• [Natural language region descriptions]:
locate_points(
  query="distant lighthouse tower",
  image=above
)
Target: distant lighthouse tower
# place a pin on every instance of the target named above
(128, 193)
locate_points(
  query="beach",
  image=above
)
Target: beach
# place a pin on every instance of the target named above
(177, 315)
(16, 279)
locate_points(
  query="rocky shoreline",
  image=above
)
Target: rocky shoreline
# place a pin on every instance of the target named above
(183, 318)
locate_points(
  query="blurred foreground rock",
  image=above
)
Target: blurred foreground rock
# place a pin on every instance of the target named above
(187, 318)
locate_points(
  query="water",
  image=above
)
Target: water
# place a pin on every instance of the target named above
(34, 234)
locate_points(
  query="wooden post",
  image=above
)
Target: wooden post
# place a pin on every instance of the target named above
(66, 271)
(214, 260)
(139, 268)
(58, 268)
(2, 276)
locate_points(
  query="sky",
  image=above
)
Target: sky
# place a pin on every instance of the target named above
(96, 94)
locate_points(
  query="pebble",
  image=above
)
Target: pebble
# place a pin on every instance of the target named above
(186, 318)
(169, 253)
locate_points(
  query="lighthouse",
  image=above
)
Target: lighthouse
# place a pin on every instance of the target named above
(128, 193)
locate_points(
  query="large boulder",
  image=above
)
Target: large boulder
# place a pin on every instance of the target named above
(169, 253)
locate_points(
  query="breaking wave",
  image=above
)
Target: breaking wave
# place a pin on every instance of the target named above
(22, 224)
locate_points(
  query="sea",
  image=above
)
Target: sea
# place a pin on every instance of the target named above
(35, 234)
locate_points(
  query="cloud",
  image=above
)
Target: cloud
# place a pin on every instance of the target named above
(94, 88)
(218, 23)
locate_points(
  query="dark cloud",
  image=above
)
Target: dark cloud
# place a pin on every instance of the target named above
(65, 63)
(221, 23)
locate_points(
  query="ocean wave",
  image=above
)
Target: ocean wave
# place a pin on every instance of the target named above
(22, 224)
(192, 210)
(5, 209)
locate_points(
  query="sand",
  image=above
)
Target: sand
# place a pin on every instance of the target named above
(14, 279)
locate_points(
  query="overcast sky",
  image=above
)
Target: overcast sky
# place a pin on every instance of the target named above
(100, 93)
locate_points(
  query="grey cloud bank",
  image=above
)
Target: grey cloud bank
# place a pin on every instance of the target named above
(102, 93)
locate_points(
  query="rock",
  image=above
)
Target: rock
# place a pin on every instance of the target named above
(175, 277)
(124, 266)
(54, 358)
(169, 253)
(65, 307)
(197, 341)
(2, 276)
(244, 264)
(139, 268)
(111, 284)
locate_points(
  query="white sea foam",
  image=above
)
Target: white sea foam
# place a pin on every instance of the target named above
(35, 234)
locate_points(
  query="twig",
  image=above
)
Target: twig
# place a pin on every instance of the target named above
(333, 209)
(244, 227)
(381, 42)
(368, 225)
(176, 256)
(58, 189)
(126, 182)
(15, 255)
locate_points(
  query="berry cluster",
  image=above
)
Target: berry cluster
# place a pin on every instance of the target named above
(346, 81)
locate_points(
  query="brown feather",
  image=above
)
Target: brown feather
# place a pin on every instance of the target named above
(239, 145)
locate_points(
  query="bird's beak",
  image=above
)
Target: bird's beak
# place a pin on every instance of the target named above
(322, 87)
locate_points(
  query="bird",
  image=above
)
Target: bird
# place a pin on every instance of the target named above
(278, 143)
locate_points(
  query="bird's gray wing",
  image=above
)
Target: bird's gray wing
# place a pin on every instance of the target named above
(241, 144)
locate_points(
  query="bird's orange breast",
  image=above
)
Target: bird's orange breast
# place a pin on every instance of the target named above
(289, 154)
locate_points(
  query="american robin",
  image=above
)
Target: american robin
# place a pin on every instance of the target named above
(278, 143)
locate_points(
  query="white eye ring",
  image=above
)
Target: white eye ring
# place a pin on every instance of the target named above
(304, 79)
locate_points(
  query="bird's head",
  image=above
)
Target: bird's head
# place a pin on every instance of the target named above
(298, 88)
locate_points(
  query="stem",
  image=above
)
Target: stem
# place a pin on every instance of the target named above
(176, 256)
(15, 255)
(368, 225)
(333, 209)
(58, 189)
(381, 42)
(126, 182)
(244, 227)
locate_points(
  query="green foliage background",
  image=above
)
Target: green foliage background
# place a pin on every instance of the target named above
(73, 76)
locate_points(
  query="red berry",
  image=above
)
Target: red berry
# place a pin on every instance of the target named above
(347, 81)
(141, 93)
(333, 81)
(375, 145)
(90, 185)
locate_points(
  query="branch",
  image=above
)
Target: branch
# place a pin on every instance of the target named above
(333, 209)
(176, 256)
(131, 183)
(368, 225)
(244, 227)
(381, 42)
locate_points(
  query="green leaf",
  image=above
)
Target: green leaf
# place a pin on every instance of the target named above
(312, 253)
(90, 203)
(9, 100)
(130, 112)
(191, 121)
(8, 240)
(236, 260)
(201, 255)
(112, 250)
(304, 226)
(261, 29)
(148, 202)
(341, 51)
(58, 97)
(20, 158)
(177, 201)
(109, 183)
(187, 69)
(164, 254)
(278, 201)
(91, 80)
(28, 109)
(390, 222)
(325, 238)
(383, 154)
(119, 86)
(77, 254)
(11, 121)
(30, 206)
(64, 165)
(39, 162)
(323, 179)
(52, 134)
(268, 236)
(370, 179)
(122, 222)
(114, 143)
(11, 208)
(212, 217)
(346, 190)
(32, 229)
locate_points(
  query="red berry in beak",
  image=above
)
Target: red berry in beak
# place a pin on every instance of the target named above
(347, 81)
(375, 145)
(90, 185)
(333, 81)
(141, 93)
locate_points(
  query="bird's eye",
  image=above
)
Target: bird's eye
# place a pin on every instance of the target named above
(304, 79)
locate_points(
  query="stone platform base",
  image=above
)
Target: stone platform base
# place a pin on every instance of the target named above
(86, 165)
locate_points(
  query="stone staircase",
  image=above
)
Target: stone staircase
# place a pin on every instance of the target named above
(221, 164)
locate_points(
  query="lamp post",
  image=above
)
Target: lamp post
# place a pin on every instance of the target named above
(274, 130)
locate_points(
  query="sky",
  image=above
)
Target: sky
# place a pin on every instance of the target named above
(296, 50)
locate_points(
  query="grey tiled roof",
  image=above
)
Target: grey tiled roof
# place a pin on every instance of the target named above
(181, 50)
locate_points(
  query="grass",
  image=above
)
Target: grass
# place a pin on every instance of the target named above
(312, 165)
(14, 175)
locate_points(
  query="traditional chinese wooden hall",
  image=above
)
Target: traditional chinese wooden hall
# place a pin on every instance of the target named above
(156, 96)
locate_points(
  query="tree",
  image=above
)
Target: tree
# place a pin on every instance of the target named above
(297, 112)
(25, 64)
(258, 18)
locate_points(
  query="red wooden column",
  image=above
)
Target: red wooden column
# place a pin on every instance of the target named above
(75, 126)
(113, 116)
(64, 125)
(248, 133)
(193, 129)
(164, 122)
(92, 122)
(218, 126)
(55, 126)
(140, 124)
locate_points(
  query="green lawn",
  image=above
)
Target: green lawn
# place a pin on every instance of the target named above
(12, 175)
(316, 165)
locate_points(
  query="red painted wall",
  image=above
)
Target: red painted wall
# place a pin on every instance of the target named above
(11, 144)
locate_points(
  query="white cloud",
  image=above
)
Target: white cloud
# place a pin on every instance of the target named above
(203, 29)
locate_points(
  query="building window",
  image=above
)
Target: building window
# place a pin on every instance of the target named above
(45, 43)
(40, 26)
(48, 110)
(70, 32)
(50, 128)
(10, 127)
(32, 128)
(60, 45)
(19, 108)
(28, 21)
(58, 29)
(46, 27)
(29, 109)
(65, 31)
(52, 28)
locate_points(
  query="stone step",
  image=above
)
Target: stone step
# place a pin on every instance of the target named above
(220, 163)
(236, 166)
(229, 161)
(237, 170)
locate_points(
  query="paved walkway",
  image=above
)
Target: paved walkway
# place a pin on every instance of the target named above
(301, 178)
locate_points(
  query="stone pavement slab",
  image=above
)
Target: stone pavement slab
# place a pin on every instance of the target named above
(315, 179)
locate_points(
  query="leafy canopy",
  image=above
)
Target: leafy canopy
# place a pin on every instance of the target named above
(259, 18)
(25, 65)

• [What you have to do]: Only a number is expected: the count of lines in the data that contain the word "traditional".

• [Solution to this task]: 2